_SET PROBLEM_: State the number of lines in the material below that contain the string "flag", with case taken into account. Provide only the number.

[begin INFORMATION GIVEN]

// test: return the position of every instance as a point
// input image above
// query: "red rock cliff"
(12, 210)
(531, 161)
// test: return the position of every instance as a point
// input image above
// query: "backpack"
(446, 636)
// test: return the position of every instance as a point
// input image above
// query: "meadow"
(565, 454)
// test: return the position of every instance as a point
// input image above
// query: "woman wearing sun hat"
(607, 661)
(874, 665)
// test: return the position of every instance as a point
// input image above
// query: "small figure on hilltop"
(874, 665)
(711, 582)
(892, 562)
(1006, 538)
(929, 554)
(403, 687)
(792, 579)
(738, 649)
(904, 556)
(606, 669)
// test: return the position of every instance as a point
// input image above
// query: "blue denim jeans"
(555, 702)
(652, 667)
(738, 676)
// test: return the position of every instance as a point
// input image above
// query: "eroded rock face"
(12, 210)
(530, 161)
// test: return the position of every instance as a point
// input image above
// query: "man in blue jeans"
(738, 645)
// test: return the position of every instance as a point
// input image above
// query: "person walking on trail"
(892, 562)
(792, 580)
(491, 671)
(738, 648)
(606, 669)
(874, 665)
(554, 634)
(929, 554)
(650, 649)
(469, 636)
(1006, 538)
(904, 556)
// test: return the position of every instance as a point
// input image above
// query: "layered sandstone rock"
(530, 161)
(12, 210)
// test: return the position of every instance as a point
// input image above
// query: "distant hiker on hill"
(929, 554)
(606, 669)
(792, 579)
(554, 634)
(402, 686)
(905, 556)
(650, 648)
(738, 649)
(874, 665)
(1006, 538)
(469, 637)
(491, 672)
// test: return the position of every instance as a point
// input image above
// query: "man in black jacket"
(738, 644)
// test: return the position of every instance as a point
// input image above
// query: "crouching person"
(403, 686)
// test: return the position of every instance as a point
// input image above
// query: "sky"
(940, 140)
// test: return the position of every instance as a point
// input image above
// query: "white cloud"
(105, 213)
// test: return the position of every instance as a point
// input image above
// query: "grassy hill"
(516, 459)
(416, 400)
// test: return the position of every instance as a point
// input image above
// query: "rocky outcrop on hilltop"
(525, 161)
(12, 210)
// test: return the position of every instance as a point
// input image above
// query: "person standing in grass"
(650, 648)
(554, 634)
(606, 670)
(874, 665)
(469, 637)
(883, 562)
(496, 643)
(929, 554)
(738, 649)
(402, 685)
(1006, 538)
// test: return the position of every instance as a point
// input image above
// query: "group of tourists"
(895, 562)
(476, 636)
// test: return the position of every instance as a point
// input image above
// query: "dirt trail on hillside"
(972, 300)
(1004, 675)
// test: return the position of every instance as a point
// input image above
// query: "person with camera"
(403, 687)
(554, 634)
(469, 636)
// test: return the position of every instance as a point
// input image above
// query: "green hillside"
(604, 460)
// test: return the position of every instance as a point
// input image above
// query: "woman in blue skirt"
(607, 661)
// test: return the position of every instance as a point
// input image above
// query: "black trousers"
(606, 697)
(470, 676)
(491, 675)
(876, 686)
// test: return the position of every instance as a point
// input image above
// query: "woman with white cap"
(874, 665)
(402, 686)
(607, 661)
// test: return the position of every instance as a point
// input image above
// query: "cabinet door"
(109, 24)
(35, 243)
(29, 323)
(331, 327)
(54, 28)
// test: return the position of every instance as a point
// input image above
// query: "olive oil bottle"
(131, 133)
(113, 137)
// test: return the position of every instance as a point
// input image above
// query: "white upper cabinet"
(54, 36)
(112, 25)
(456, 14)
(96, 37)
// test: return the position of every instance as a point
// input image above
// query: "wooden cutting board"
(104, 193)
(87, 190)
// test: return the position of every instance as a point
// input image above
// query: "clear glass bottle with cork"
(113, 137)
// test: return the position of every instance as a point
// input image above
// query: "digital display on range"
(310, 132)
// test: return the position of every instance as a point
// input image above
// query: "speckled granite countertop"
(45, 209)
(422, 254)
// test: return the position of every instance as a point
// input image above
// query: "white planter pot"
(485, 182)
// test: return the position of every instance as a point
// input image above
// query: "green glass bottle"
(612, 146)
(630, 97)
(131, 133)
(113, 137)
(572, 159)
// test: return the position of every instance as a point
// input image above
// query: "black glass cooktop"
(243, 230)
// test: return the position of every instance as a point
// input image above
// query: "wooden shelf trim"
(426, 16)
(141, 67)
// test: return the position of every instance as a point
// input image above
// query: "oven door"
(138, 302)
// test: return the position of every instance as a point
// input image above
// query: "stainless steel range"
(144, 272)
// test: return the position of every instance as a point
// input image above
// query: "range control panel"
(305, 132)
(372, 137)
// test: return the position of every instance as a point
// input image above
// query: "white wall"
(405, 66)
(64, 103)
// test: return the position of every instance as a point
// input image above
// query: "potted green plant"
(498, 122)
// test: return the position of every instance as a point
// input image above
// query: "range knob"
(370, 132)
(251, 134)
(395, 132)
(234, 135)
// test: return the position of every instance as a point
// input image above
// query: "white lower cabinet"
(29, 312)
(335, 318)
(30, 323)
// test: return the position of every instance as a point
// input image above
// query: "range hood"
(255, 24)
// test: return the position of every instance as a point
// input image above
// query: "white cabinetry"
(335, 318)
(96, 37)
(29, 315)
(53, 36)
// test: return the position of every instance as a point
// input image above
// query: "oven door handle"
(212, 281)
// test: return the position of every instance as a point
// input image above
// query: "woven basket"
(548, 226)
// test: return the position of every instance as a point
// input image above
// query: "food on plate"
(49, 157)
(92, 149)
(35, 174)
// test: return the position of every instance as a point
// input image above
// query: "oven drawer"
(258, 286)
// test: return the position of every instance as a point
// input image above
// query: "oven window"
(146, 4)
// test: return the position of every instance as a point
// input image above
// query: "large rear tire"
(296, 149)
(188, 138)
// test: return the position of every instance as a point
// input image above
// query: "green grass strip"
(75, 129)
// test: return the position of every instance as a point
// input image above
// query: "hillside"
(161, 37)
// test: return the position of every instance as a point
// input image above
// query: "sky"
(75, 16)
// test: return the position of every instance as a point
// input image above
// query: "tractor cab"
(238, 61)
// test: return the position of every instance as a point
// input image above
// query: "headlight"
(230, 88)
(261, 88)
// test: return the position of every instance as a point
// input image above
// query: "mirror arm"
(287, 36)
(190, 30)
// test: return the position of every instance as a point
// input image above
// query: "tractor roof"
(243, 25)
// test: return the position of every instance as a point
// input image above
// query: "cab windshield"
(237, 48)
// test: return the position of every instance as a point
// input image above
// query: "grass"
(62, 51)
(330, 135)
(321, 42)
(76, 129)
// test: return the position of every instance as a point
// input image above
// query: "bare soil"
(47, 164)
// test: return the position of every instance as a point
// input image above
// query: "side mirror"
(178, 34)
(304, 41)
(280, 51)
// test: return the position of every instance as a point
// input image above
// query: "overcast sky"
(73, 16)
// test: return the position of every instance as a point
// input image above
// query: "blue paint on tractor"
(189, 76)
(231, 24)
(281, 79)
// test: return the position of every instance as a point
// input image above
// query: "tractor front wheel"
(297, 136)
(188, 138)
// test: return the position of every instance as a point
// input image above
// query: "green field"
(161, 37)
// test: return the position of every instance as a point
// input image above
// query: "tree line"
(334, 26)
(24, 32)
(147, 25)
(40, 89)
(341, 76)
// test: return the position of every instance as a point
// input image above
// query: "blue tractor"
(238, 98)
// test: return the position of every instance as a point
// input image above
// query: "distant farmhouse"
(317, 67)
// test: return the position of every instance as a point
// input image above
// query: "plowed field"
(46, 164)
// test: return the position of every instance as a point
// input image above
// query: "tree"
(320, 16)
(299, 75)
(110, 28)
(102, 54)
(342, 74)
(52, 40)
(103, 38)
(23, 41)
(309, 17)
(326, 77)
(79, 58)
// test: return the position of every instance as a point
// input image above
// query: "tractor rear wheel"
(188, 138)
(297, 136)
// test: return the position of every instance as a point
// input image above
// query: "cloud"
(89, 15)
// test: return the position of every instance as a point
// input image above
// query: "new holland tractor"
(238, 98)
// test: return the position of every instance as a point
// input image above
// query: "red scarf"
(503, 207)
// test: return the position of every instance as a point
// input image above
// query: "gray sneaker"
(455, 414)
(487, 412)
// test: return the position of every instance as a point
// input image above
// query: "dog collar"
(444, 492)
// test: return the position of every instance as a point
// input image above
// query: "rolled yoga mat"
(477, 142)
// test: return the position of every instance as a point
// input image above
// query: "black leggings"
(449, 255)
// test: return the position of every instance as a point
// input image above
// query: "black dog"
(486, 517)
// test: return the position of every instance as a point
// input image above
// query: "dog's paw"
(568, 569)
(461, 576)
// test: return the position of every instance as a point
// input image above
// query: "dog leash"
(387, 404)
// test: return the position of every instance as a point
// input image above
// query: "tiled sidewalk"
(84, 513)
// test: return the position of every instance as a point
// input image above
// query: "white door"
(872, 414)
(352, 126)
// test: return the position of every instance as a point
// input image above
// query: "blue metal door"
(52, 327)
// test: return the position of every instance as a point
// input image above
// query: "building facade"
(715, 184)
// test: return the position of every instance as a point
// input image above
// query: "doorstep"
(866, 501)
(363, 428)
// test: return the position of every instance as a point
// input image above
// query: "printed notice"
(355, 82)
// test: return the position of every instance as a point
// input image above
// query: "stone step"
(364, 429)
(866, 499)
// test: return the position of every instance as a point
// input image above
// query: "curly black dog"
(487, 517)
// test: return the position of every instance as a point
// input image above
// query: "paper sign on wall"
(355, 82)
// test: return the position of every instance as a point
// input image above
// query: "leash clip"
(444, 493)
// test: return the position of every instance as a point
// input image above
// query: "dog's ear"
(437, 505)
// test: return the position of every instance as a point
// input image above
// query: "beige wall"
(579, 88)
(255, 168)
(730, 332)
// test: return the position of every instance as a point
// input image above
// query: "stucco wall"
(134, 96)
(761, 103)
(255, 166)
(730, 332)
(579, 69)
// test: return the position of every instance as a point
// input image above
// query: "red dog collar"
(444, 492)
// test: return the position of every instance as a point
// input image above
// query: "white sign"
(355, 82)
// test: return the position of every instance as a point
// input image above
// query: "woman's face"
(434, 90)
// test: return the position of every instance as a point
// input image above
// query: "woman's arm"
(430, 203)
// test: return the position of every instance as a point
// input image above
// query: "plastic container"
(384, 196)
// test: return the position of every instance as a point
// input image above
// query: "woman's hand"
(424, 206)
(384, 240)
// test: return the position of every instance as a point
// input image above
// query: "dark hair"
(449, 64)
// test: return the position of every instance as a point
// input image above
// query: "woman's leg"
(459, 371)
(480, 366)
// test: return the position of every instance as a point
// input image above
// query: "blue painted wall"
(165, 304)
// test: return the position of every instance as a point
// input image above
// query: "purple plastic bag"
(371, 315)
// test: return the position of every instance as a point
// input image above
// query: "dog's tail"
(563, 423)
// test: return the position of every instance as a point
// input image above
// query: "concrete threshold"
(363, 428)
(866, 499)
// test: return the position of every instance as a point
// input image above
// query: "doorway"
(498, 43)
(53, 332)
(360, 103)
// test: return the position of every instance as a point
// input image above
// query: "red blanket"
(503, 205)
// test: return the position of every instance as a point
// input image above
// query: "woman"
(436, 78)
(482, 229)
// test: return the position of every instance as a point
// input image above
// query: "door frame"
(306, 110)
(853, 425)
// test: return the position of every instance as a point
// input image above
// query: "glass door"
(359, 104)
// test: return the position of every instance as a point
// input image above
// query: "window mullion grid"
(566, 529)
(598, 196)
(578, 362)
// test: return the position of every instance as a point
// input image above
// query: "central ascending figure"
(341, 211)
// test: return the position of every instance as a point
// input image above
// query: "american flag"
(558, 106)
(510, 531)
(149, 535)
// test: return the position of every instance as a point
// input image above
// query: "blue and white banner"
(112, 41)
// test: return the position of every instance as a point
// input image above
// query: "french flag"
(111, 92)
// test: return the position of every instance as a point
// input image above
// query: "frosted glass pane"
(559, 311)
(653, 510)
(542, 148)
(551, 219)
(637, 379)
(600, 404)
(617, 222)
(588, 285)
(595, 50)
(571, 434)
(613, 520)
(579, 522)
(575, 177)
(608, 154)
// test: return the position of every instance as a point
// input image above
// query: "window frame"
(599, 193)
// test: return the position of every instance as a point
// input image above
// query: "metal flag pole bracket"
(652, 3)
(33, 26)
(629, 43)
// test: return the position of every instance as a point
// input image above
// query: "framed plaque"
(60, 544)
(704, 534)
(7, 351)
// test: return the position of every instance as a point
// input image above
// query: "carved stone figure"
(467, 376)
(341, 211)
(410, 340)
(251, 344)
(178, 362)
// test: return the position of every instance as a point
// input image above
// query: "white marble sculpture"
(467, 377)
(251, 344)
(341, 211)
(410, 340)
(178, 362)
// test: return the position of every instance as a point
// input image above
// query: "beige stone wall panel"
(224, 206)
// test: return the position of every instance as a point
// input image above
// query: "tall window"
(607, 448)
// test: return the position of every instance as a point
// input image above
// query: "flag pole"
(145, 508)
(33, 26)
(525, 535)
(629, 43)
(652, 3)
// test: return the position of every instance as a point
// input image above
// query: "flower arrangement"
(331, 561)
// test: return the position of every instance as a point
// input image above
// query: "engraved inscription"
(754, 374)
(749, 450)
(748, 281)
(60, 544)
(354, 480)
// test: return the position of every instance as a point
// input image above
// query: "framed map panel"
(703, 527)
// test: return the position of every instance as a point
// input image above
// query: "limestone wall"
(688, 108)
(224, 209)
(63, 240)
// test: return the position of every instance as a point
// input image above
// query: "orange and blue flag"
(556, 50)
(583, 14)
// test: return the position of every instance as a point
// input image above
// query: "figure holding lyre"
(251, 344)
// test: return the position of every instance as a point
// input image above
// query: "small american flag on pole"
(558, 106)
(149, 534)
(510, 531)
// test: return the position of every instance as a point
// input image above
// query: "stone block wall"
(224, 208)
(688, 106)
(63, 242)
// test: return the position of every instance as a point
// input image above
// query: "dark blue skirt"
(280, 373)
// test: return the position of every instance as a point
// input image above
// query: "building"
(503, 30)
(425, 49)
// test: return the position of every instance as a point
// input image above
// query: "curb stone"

[end INFORMATION GIVEN]

_WRITTEN SOLUTION_: 6